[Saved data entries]
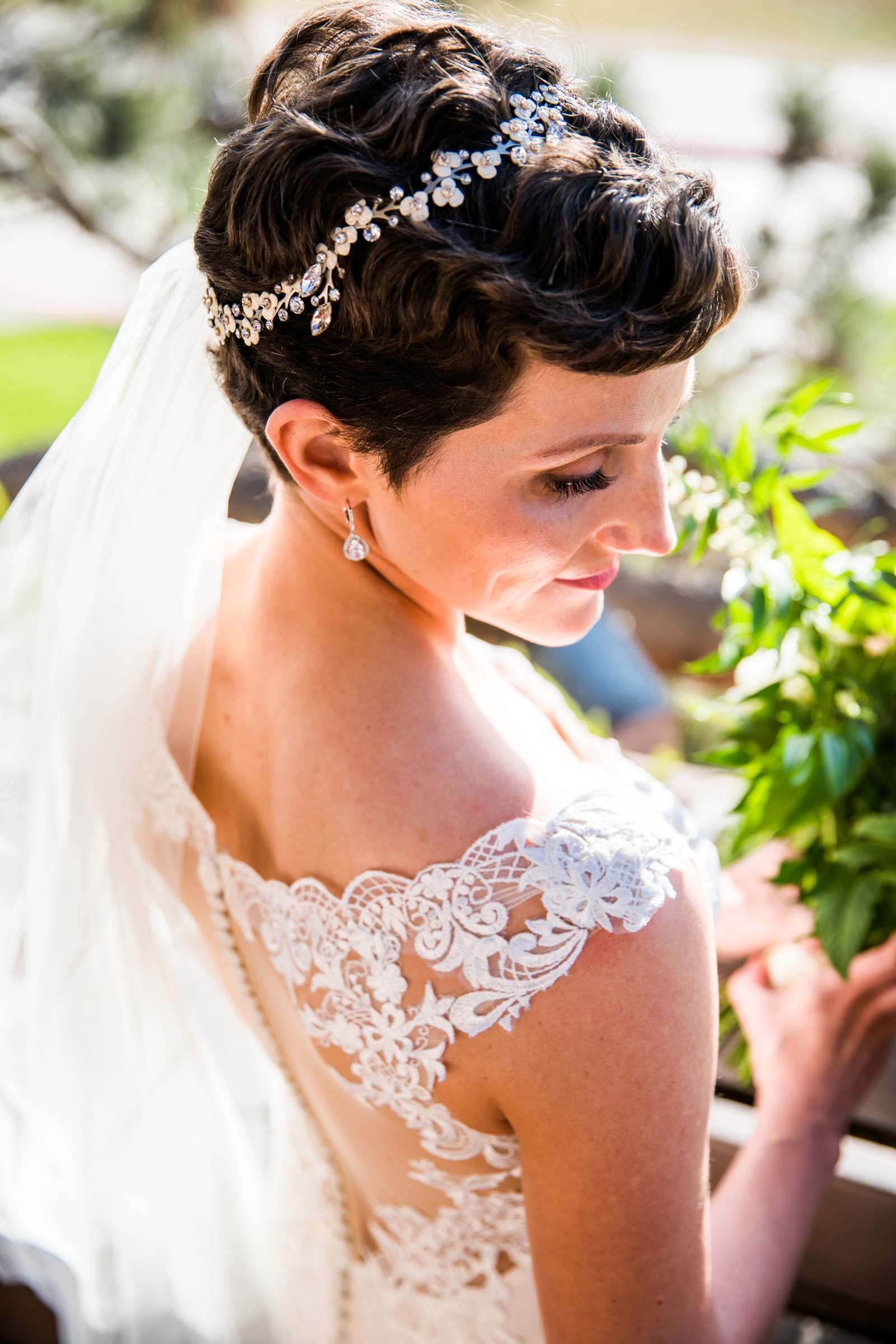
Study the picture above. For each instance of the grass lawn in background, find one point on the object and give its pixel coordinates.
(46, 374)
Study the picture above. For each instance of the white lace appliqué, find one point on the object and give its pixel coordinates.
(604, 862)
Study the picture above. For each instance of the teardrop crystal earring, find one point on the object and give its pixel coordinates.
(354, 548)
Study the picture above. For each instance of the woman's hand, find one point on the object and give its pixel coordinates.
(755, 913)
(821, 1042)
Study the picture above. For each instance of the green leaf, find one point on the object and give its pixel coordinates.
(866, 855)
(708, 529)
(840, 432)
(806, 397)
(805, 480)
(743, 459)
(796, 756)
(844, 918)
(763, 488)
(814, 445)
(839, 763)
(808, 546)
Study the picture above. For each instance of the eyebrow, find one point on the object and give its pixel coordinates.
(600, 438)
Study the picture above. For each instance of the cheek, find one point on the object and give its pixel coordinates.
(466, 539)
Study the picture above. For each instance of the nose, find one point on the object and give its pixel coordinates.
(641, 521)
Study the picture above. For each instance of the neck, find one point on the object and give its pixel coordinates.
(300, 559)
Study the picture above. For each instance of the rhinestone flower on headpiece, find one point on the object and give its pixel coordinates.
(538, 122)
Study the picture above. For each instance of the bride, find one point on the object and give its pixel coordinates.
(319, 1016)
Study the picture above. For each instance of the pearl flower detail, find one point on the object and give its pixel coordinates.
(536, 123)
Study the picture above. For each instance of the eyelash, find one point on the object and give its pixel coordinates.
(581, 484)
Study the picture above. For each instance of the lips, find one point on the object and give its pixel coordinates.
(594, 581)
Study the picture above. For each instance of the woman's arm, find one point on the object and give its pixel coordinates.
(608, 1081)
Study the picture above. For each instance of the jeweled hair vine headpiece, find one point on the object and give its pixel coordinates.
(538, 123)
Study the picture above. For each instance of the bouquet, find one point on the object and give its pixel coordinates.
(808, 633)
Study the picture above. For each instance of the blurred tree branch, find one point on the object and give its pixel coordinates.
(110, 111)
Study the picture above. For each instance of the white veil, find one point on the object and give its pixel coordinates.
(157, 1179)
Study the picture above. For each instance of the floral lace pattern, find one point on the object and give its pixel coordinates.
(602, 862)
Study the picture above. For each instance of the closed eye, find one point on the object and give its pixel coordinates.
(567, 487)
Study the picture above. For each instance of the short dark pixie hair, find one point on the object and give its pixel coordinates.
(601, 256)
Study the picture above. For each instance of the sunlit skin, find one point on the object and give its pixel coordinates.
(483, 529)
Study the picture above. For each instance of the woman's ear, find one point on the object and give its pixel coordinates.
(315, 449)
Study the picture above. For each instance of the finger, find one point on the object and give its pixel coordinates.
(750, 983)
(874, 969)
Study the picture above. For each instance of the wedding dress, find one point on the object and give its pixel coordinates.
(172, 1171)
(386, 975)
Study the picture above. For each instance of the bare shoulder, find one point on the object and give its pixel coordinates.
(371, 750)
(608, 1081)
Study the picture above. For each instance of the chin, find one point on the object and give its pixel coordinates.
(558, 623)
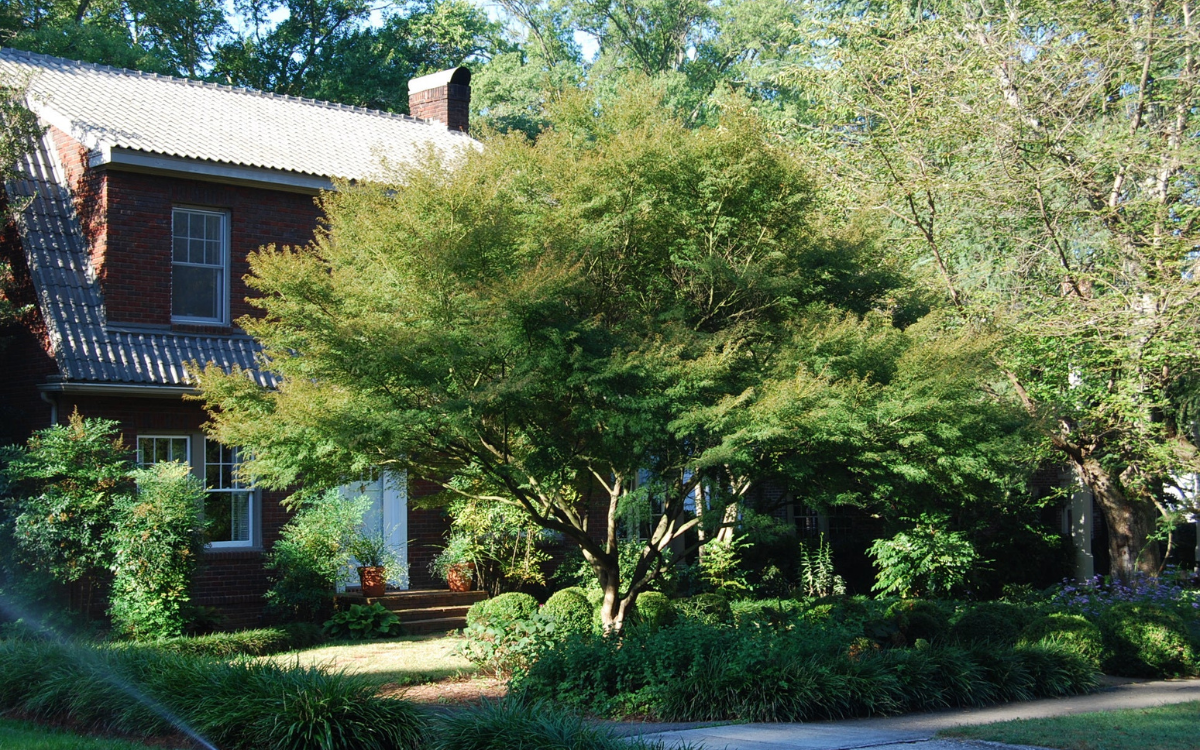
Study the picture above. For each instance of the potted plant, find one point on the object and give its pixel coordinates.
(456, 563)
(372, 556)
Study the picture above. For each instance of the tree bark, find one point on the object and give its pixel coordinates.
(1131, 522)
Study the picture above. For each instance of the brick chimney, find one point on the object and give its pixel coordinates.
(443, 96)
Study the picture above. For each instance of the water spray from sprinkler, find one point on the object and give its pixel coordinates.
(82, 653)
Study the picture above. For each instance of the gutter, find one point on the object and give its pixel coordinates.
(54, 406)
(112, 389)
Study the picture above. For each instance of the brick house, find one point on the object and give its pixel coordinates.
(136, 215)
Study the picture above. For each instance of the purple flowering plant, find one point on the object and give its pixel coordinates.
(1093, 597)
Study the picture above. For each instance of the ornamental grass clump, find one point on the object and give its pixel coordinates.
(1146, 640)
(234, 705)
(1072, 631)
(511, 724)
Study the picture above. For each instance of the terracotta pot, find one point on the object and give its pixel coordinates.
(373, 581)
(461, 577)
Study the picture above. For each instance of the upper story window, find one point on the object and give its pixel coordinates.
(229, 505)
(201, 265)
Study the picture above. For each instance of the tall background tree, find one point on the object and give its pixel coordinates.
(629, 313)
(1038, 159)
(343, 51)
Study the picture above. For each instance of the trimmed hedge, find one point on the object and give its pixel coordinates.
(706, 609)
(503, 610)
(693, 672)
(993, 622)
(570, 611)
(1071, 631)
(919, 619)
(654, 610)
(261, 642)
(235, 705)
(1144, 640)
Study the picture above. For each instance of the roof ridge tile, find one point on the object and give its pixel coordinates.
(66, 63)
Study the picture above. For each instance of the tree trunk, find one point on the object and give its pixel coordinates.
(1131, 523)
(613, 609)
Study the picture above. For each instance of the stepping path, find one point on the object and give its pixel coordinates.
(911, 731)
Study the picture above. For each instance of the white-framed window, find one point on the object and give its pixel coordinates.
(199, 276)
(157, 448)
(229, 504)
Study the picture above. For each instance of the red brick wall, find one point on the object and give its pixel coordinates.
(449, 105)
(25, 353)
(136, 270)
(233, 581)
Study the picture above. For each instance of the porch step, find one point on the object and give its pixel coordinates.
(426, 627)
(425, 611)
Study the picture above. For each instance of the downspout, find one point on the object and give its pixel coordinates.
(54, 407)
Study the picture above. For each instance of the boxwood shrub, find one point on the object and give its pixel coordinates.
(706, 609)
(259, 642)
(991, 622)
(503, 610)
(654, 610)
(570, 611)
(695, 672)
(1145, 640)
(919, 619)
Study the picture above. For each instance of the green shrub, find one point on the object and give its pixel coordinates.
(1144, 640)
(156, 541)
(993, 622)
(777, 613)
(499, 611)
(570, 611)
(509, 647)
(919, 619)
(312, 553)
(59, 491)
(511, 724)
(928, 559)
(1071, 631)
(238, 705)
(706, 609)
(720, 567)
(259, 642)
(654, 610)
(361, 621)
(695, 672)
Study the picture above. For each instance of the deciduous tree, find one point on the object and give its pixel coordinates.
(1039, 160)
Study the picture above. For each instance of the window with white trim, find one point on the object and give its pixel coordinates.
(229, 504)
(199, 265)
(157, 448)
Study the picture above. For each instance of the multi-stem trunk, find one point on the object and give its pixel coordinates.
(1131, 522)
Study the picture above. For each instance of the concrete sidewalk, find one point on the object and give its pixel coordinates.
(912, 731)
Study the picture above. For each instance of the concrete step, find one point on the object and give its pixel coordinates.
(414, 615)
(402, 601)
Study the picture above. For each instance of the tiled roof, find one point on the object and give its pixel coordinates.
(73, 310)
(107, 108)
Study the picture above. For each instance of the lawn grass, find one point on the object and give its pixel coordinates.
(1168, 727)
(25, 736)
(408, 660)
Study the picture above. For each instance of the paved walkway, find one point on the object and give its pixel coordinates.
(912, 731)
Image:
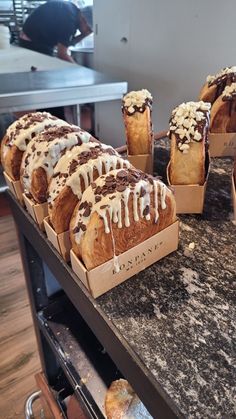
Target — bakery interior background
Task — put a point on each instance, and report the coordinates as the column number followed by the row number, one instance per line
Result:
column 166, row 46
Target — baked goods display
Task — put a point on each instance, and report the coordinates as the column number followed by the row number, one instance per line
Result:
column 19, row 135
column 223, row 112
column 188, row 133
column 121, row 402
column 43, row 153
column 73, row 173
column 215, row 84
column 118, row 211
column 136, row 108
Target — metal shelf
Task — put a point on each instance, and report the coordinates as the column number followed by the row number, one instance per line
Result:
column 32, row 240
column 87, row 366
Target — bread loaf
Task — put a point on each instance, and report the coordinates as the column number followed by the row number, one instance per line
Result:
column 118, row 211
column 43, row 153
column 73, row 173
column 121, row 402
column 223, row 112
column 215, row 85
column 136, row 110
column 19, row 135
column 188, row 134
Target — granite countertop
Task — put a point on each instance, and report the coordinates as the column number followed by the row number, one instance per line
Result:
column 179, row 315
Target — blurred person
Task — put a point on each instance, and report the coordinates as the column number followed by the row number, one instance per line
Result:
column 54, row 24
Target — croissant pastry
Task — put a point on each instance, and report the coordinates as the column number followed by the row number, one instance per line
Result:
column 223, row 113
column 118, row 211
column 188, row 133
column 215, row 85
column 121, row 402
column 136, row 108
column 43, row 153
column 73, row 173
column 19, row 134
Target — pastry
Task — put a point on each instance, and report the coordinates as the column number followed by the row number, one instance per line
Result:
column 118, row 211
column 74, row 172
column 215, row 85
column 121, row 402
column 43, row 153
column 136, row 108
column 223, row 112
column 19, row 134
column 188, row 134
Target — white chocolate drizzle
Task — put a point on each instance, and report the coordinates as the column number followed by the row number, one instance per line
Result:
column 229, row 91
column 63, row 176
column 22, row 131
column 227, row 70
column 137, row 100
column 45, row 151
column 111, row 203
column 189, row 121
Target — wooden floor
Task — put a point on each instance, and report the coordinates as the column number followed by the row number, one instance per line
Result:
column 18, row 352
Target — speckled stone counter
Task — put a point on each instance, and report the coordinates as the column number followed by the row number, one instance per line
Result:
column 179, row 315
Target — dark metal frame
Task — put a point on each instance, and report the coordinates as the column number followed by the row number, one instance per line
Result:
column 35, row 248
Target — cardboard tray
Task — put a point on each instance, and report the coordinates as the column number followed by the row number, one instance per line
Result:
column 60, row 241
column 104, row 277
column 222, row 145
column 15, row 187
column 143, row 162
column 190, row 198
column 234, row 195
column 37, row 211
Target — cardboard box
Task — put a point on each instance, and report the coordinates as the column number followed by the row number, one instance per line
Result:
column 60, row 241
column 234, row 195
column 143, row 162
column 15, row 187
column 37, row 211
column 104, row 277
column 222, row 145
column 190, row 198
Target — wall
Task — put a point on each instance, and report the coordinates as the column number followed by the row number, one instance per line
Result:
column 172, row 46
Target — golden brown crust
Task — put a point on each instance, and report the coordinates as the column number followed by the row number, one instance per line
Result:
column 61, row 209
column 39, row 185
column 189, row 168
column 12, row 160
column 139, row 134
column 223, row 116
column 118, row 399
column 96, row 246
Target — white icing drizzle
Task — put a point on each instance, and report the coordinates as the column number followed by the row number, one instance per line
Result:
column 136, row 99
column 19, row 136
column 185, row 121
column 115, row 257
column 41, row 152
column 104, row 162
column 229, row 91
column 211, row 78
column 113, row 206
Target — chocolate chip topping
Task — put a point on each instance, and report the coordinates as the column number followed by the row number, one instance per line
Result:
column 146, row 210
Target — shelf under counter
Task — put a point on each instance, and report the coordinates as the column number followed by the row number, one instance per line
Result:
column 170, row 328
column 84, row 361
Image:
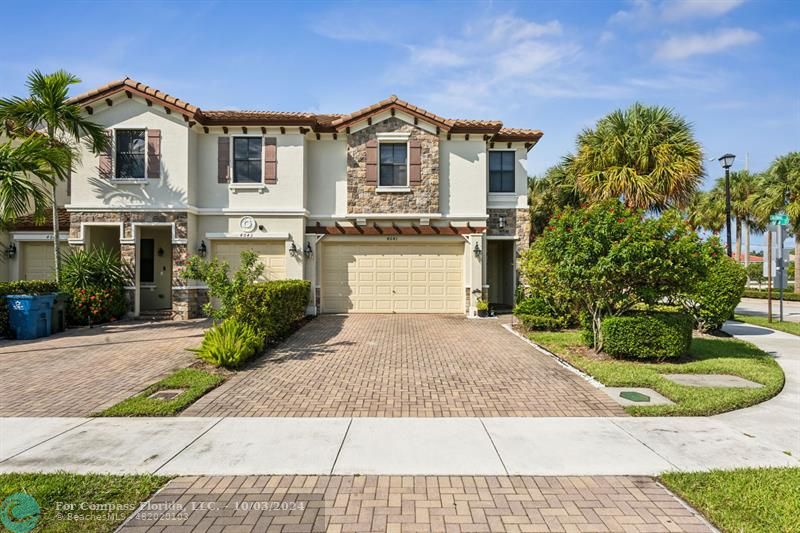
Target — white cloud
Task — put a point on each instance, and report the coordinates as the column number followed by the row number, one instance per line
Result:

Assigned task:
Lines that hold the word "drizzle" are the ones to copy from the entries above.

Exercise output:
Target — white chocolate drizzle
Target — white icing drizzle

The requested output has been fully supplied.